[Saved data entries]
________________________
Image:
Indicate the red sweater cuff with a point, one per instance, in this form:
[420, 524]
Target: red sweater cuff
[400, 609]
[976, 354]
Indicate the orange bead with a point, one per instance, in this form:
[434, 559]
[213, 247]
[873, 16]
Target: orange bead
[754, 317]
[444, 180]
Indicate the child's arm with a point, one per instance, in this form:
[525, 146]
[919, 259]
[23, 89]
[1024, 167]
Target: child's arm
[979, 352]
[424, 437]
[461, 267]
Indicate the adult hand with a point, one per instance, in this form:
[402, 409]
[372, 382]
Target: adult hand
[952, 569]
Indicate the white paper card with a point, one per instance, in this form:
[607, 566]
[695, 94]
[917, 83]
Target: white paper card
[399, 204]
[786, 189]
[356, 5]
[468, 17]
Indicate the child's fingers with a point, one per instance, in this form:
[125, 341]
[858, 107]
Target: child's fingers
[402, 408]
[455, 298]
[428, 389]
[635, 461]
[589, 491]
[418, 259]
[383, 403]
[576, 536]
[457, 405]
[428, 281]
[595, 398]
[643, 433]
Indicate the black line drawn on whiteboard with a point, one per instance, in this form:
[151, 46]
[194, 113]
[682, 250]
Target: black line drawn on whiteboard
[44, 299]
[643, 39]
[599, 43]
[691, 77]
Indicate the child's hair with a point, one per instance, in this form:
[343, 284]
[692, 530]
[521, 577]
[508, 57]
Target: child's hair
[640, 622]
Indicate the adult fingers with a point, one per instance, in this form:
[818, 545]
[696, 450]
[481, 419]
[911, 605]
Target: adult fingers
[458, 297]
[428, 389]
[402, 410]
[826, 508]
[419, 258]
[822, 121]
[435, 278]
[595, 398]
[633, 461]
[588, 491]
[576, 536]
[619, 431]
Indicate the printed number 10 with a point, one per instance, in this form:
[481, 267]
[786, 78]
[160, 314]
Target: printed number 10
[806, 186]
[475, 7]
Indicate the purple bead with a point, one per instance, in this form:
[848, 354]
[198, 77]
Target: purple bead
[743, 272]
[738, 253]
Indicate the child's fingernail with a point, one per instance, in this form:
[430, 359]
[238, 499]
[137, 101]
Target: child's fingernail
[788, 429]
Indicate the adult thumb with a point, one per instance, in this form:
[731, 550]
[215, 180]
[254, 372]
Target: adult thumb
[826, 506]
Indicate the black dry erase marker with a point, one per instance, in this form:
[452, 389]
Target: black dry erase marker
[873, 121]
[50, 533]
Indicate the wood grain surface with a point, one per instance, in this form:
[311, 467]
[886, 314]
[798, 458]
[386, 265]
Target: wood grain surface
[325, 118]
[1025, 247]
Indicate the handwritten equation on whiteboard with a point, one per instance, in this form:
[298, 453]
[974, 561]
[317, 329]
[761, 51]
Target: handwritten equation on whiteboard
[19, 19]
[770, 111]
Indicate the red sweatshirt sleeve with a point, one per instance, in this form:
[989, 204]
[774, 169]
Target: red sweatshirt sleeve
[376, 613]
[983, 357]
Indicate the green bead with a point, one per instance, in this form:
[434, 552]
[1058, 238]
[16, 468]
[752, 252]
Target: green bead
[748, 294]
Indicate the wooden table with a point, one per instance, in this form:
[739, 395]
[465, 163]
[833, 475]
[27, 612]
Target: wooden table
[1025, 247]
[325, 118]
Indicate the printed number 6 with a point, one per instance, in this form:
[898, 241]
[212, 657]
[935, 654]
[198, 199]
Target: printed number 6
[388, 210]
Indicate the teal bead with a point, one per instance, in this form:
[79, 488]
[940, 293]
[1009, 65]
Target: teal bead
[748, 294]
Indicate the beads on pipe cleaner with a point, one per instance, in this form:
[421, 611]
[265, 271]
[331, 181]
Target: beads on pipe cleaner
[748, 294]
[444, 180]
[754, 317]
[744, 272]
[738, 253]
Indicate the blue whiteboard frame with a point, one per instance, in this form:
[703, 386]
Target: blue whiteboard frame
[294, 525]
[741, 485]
________________________
Retype the records in their entirety, matching each one exactly.

Image:
Indicate the red sweater cuff with a point, one per instance, in this form:
[420, 524]
Target: red sweater cuff
[400, 609]
[976, 354]
Indicate the orange bead with a point, one per instance, in this form:
[434, 559]
[213, 247]
[873, 16]
Target: orange bead
[754, 317]
[444, 180]
Indicate the child's arm with a point, one per instance, in this form:
[525, 146]
[919, 259]
[23, 89]
[1024, 167]
Target: child's arm
[979, 352]
[424, 437]
[461, 267]
Indicate the adult hand with a point, one per instance, in this form:
[402, 409]
[372, 382]
Target: adult hand
[952, 569]
Indicate the white paper card with a point, one per instance, in this form:
[607, 566]
[695, 94]
[917, 83]
Target: white paper card
[399, 204]
[786, 189]
[356, 5]
[468, 17]
Indicate the child's fingers with a point, one per instance, in this form:
[125, 341]
[858, 107]
Target: child's fingers
[402, 408]
[455, 298]
[428, 389]
[635, 461]
[589, 491]
[418, 259]
[383, 403]
[576, 536]
[457, 405]
[428, 281]
[595, 398]
[643, 433]
Indicate the black line drawn on whiteboard with a point, one per instance, in this form:
[151, 46]
[194, 113]
[682, 250]
Target: black line drawn on whiteboard
[44, 299]
[643, 39]
[599, 43]
[691, 77]
Indicate the child's hair with a point, one per instance, in this form:
[343, 284]
[692, 530]
[521, 577]
[508, 57]
Target: child's hair
[640, 622]
Indicate the adult fingers with a point, one per instance, in this form:
[818, 545]
[696, 450]
[481, 419]
[911, 605]
Target: adult fingers
[458, 297]
[428, 389]
[402, 410]
[826, 508]
[419, 258]
[822, 121]
[435, 278]
[595, 398]
[633, 461]
[588, 491]
[576, 536]
[619, 431]
Indicate the printed number 10 with a point, one per instance, in this form:
[481, 267]
[786, 78]
[160, 314]
Target: printed number 10
[806, 186]
[475, 7]
Indicate the purple bead with a point, one per instance, in this form:
[848, 354]
[198, 77]
Target: purple bead
[743, 272]
[738, 253]
Indicate the child's fingernail with a point, one per instance, in this form:
[430, 359]
[238, 499]
[137, 101]
Target: child's fingernail
[788, 429]
Indicate the adult thumb with a point, one per instance, in this form:
[731, 550]
[215, 180]
[254, 372]
Target: adult thumb
[826, 506]
Indicate the black dry erase marker with a point, one per instance, in this form:
[452, 389]
Target: black dry erase marker
[873, 121]
[50, 533]
Indicate the wood grain surface with a point, one per instance, in this form:
[311, 467]
[886, 314]
[798, 458]
[386, 265]
Target: wood grain surface
[325, 118]
[1025, 247]
Indicate the handwritten equation on whiteboard with a point, one per instance, in this form:
[298, 453]
[974, 561]
[317, 329]
[761, 51]
Target: handwritten equation on whiteboard
[19, 19]
[770, 111]
Indicate the red sweatshirt sleeve with a point, one per instance, in this form:
[989, 204]
[774, 169]
Target: red sweatshirt sleeve
[376, 613]
[983, 357]
Indicate the green bead with a point, one per instance, in this form:
[434, 552]
[1058, 238]
[16, 468]
[752, 252]
Target: green bead
[748, 294]
Indicate the wooden table with a point, one per instance, in this form:
[739, 395]
[465, 163]
[833, 475]
[27, 612]
Target: wooden table
[1025, 247]
[325, 118]
Indicate the printed number 6 with a point, one per instance, in this form:
[898, 241]
[212, 657]
[935, 654]
[198, 199]
Target: printed number 6
[388, 210]
Indicate the teal bead with a point, one per instance, in this form:
[79, 488]
[940, 293]
[1009, 65]
Target: teal bead
[748, 294]
Indicate the beads on pipe cleaner with a point, one per instance, in this form:
[421, 611]
[265, 271]
[331, 181]
Target: beads on pipe cleaner
[748, 294]
[444, 180]
[754, 317]
[744, 272]
[738, 253]
Indicate the blue whiteboard frame with a point, one per instance, in this form:
[703, 386]
Target: blue whiteboard frame
[294, 525]
[741, 485]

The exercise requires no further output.